We've got the news down to a science!

The Science Survey

We've got the news down to a science!

The Science Survey

Stewards of the Bronx River: How the Bronx River Alliance is Bringing Back Biodiversity

Located in Starlight Park, the Bronx River Alliance has a community-focused approach, which has led to a cleaner and healthier Bronx River.
This is a view inside the shed at the Bronx River House — you can see cars, kayaks, paddles, and more.

Today, the Bronx River Greenway is an eight mile stretch of bike paths, parks, and playgrounds. In the waters nearby, it wouldn’t be shocking to see kayaks paddle by, or, if you’re willing to get a closer look, a truly impressive display of biodiversity in sections of these waters. Fifty years ago, however, this is not the vision that anyone looking at the waters would have seen. This transformation is in major part due to the Bronx River Alliance, a nonprofit organization officially founded in 2001, as well as preceding groups such as the Bronx River Restoration. Their efforts have ensured that the river looks the way that it does today.

Provided material
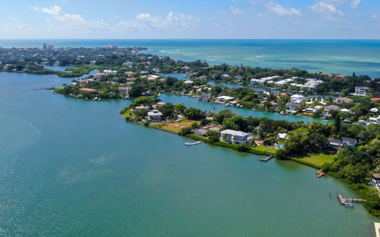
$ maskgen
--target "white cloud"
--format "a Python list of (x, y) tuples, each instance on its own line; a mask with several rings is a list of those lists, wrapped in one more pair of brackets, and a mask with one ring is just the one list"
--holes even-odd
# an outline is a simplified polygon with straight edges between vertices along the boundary
[(334, 6), (339, 6), (348, 3), (348, 7), (353, 10), (358, 8), (361, 3), (361, 0), (322, 0), (321, 2)]
[(294, 8), (283, 7), (274, 1), (270, 1), (261, 3), (268, 10), (274, 13), (279, 16), (288, 16), (295, 15), (301, 16), (302, 15), (301, 10)]
[(334, 5), (328, 4), (323, 1), (315, 1), (313, 5), (309, 7), (313, 11), (329, 20), (344, 17), (343, 12), (337, 9)]
[(231, 12), (233, 14), (238, 14), (239, 13), (242, 13), (244, 12), (244, 11), (239, 9), (238, 8), (236, 8), (233, 6), (231, 5)]
[(119, 26), (125, 27), (129, 29), (139, 31), (151, 30), (170, 29), (181, 28), (196, 27), (199, 20), (191, 15), (175, 14), (169, 13), (165, 18), (152, 16), (149, 13), (142, 13), (136, 17), (135, 21), (121, 21)]
[(350, 5), (350, 8), (352, 9), (356, 9), (360, 5), (361, 0), (352, 0)]
[(48, 8), (36, 6), (31, 7), (30, 8), (38, 12), (52, 16), (57, 22), (65, 24), (66, 26), (71, 28), (80, 30), (82, 31), (90, 31), (109, 30), (107, 24), (103, 22), (86, 20), (81, 15), (65, 13), (60, 7), (58, 6), (50, 7)]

Exercises
[a] Please transcribe the Bronx River article, starting with "Located in Starlight" and going on through "paddles, and more.".
[b] According to the Bronx River article, in what year was the Bronx River Alliance officially founded?
[c] Pick up the article on the Bronx River Alliance where it stops and carry it forward.

Results for each task
[a]
Located in Starlight Park, the Bronx River Alliance has a community-focused approach, which has led to a cleaner and healthier Bronx River.
This is a view inside the shed at the Bronx River House — you can see cars, kayaks, paddles, and more.

[b] 2001

[c]
The Bronx River begins in North White Plains, well outside of the New York City limits, and leads its namesake (the Bronx River Parkway) down through Westchester County and into the Bronx. It cuts a path from the county line through the Bronx Zoo and Botanical Gardens, eventually spilling into the East River at Soundview Park. Its 24 miles span suburbs and city, parks both public and private, and an incredibly diverse collection of neighborhoods and communities. 

The river once powered paper, flour, and steam mills (some of which, like the New York Botanical Gardens’ Stone Mill, are still standing today), and in the 1840s became a home to waste and runoff from the New York Central railroad. The river became heavily polluted — an “open sewer,” of sorts, with much of the borough’s garbage and waste dumped into it — in the late 1800s. Construction on the Bronx River Parkway, which runs alongside the river for much of its length also began around this time, and the parkway was opened in 1925 for public use. 

What had been a green space for thousands of New Yorkers, with its open waters and footpaths, instead became heavily polluted, from its freshwaters in the north Bronx and in Westchester to the salty, brackish waters running through the southern section of the river. This continued throughout the first half of the 20th century, leading up to 1971.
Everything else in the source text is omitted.